Text shown -
*** Begin section ***
Militants in Pakistan are busy attacking airports, murdering public health workers and minorities, bombing shoppers in markets, and attacking police stations and security professionals. In the past week alone, Pakistanis have endured violence in all its manifestations, robbing them of any sense of normalcy or peace.

Whereas Pakistanis struggle to stay alive in a society corroded by violence, the federal minister for information and broadcasting, Mr. Qamar Zaman Kaira, proclaimed that Pakistan People's Party (PPP) will win the next elections for good performance. The violence-stricken masses will be justified in wondering what gives the Minister such hope when no signs of hope or reprieve could be seen on the horizon. Mr. Kaira though, is not alone in expressing such misguided faith in the electorate. Mr. Asif Ali Zardari, the President of Pakistan, also boasted in a televised interview in January that his party would win the next elections for providing food, clothing, and shelter to the masses.

I would very much like to review the PPP’s performance over the past week to understand what might have motivated the learned Minster to beam with such confidence. As Pakistan slowly implodes under senseless violence, the ruling coalition appears to have lost touch with the reality. Let’s face it, Pakistan is at war and the enemy is within. The past seven days chronicle one of the bloodiest chapters in Pakistan’s recent history where several bombings, shootings, and attacks have targeted civilians and the armed forces alike. The war that started in Afghanistan moved first to the tribal areas of Pakistan and is now being fought in the Pushtun-dominated parts of Karachi, Pakistan’s port city and its economic engine. No one seems to be safe, not even the women administering polio vaccine in Karachi and Peshawar.
*** End section ***
Recorded data -
*** Begin section ***
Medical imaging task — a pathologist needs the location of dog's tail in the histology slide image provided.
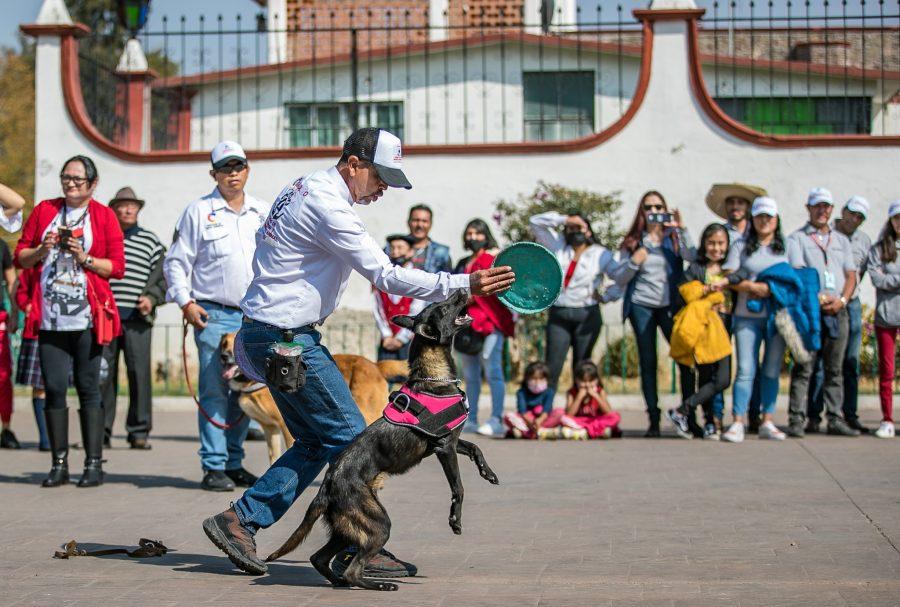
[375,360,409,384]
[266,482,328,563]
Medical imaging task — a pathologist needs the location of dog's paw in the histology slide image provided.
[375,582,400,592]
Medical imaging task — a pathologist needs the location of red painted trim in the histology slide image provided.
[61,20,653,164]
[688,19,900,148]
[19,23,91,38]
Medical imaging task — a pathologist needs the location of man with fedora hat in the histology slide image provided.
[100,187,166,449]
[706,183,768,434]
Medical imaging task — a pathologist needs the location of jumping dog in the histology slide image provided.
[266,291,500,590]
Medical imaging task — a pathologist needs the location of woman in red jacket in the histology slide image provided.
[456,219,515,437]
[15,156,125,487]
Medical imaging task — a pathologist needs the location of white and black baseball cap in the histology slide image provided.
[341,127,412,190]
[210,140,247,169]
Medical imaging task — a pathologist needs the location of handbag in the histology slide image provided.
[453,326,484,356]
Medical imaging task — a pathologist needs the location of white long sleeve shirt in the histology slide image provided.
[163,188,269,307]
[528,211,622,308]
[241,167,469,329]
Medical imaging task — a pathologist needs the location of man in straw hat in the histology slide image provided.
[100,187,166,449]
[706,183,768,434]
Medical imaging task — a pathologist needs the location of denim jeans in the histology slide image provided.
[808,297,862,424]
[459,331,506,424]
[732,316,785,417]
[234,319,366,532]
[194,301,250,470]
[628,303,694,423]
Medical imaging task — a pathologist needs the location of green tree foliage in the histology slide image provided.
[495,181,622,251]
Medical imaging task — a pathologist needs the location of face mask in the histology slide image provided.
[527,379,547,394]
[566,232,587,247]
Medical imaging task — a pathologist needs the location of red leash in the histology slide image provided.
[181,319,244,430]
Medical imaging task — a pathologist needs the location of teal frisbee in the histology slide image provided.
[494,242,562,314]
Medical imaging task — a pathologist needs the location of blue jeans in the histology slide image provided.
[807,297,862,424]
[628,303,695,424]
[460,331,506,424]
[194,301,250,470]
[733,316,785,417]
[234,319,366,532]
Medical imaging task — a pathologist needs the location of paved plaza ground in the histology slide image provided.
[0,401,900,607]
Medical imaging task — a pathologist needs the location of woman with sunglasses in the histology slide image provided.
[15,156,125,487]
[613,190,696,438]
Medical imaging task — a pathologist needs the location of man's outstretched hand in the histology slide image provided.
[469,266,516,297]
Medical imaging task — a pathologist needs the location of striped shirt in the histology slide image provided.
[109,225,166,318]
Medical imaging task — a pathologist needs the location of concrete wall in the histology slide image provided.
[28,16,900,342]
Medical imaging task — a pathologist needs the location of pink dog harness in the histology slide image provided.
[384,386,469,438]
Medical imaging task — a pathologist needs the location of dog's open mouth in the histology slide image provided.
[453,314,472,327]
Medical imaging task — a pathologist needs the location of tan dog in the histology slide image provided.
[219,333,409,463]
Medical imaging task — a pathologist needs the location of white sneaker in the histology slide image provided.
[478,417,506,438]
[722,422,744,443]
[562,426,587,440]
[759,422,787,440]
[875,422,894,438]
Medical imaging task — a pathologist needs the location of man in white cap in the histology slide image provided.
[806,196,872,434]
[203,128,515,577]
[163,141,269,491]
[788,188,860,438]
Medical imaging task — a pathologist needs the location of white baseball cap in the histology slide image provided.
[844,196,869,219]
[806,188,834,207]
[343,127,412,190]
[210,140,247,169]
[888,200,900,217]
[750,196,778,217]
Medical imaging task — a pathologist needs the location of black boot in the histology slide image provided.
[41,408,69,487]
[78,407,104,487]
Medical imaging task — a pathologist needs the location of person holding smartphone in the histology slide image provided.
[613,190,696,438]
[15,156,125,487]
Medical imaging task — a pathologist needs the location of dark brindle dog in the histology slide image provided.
*** End section ***
To do - Extend the commentary on Pakistan's violence and the ruling party's election confidence, picking up right after its final sentence.

Answer section -
The militants choose their targets at will and in most instances are able to strike with devastating consequences. Earlier this week, militants attacked the Peshawar International Airport and caused the death of several civilians living in the vicinity of the airport. Fortunately, one of the two vehicles commandeered by the militants unexpectedly exploded, killing the five militants before they could unleash carnage. The sudden explosion forced the remaining five militants to abandon the attack and flee the airport. The militants were later tracked down in a nearby village where they died in a shootout with the security forces. While the militants were held up by the security forces in Peshawar, a bomb exploded in a market nearby, killing at least 17 people including women and children.

Last week a bomb planted near a tea stall in Karachi killed two, including the shop owner. At the same time, militants attacked a police station near Bannu in the tribal area, killing eight. The dead included three police personnel. One of the militants blew himself up by detonating explosives inside a mosque behind the police station. Across the border in the province of Nangarhar, explosives hidden by the Afghan militants killed nine girls who were aged between nine and 13.

In present-day Pakistan, markets, runways, streets, and villages have become battlegrounds between the militants and the rest where death and destruction follows the young and the old. Members of minority sects and other religions are being killed in targeted attacks. Foreign aid workers, some of whom have lived in Pakistan for decades, are either being killed or abducted for ransom. Teenage girls volunteering to prevent the spread of polio are being killed.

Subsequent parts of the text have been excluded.